-- start Reading passage --

Executive Briefings is an online event with a similar kind of context that C-Suite has for physical events. During one of our recent Briefings, Craig Binkley, Chief Executive Officer of Northstar, joined us to discuss how to leverage human insights in a big data world.
As Big Data has changed the way companies think about their base of knowledge of their customers, the importance of understanding the humans behind all those numbers, algorithms and models is becoming even more critical. In this discussion, Craig Binkley, CEO of Northstar, a global insights consultancy, discusses how companies of all kinds must re-commit themselves to better customer understanding as they endeavor to build a more data-driven, customer-centric experience.
When you were a marketing person you were at clearly one of the biggest brands in the world, Coca-Cola. What kind of challenges have you faced when you were doing that kind of job?
Well, interestingly, one of the challenges we used to face was that we didn’t have data. We had to go find new ways to explore it, so it’s funny how this has come around to where there’s so much data now that people can’t actually deal with it.
The challenges were the same in terms of really trying to understand, not only from a positioning and brand-attachment standpoint, how your brand was responding to consumers and vice versa, but also all the different interaction points. Coca-Cola has the benefit of being its own version of a big data universality, because the brands and products are almost everywhere.
We were very much focused on the actual mechanics of consumer movement and behavior, where were they, what were they doing. We didn’t have the kind of data that the people have today. The concepts that we were looking at, interaction points and inflection points and ways that we could use touch points with consumers every day, not only to talk to them but actually try to sell them more product.
Before big data were a lot of the required decisions made from more intuitive perspectives? You had some data but did you have to just trust your gut a bit?
Well, you definitely had to trust your gut. You had to be able to read between the tea leaves. It’s always “How much insight do you have?” and “How much do you need?” based on your risk profile of what the decision’s going to be.
I think that’s a universal thing that’s carried us through. Back in those days, if you didn’t have the information you still had a conceptual idea around test, learn and respond. The more in-tune you were with being able to change your marketing mix and your marketing equation as you read results, that’s what we did then and what were trying to do now.

-- end Reading passage --
-- start Data rows --

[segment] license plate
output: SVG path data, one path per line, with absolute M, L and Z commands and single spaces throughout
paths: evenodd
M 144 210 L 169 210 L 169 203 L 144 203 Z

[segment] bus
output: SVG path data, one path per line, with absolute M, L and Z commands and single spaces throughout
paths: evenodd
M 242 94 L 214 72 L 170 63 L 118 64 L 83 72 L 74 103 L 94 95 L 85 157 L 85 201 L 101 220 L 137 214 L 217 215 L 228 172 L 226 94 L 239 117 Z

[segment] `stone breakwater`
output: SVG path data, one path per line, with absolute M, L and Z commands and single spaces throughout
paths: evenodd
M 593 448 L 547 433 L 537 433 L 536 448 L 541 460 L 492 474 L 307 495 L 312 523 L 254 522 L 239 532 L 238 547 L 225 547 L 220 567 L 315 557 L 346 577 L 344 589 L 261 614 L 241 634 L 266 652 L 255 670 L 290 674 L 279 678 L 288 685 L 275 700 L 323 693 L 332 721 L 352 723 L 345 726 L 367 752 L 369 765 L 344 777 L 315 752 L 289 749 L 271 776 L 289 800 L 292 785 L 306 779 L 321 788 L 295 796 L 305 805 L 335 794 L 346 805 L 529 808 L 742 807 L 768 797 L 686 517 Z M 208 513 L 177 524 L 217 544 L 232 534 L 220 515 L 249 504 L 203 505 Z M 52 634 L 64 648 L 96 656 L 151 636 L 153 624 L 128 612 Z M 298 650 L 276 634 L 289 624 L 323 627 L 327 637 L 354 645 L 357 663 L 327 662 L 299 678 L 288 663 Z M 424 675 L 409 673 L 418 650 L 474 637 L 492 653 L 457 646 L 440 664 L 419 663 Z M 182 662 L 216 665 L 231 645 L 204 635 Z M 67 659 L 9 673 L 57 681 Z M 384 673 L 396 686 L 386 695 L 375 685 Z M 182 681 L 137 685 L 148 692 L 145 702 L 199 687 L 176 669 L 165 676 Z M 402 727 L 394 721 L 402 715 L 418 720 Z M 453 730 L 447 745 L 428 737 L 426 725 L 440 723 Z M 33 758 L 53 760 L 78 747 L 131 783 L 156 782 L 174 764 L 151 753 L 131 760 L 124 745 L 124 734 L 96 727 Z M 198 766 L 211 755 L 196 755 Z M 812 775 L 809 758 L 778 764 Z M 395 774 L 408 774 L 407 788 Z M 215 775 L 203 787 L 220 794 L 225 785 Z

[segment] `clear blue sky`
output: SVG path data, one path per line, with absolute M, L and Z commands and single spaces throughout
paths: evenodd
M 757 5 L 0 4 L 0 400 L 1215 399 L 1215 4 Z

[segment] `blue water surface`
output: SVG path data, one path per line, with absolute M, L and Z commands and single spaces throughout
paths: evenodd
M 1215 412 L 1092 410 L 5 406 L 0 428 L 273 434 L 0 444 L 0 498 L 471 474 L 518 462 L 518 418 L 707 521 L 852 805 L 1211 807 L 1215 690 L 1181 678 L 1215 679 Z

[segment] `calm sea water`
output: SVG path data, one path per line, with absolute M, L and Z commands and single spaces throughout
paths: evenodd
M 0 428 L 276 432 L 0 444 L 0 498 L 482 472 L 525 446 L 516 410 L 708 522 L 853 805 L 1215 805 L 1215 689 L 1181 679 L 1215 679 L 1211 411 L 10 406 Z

-- end Data rows --

Requirements —
1. Reproduce word for word the passage of the interview on human insights from "When you were a" to "kind of job?".
2. Shorten the paragraph of the interview on human insights that begins "The challenges were the same," keeping its main facts.

Exercise solutions —
1.
When you were a marketing person you were at clearly one of the biggest brands in the world, Coca-Cola. What kind of challenges have you faced when you were doing that kind of job?

2. The challenges were the same: understanding how the brand and consumers responded to each other in terms of positioning and brand attachment, and understanding every interaction point. Because its brands and products are almost everywhere, Coca-Cola benefits from being its own version of a big data universality.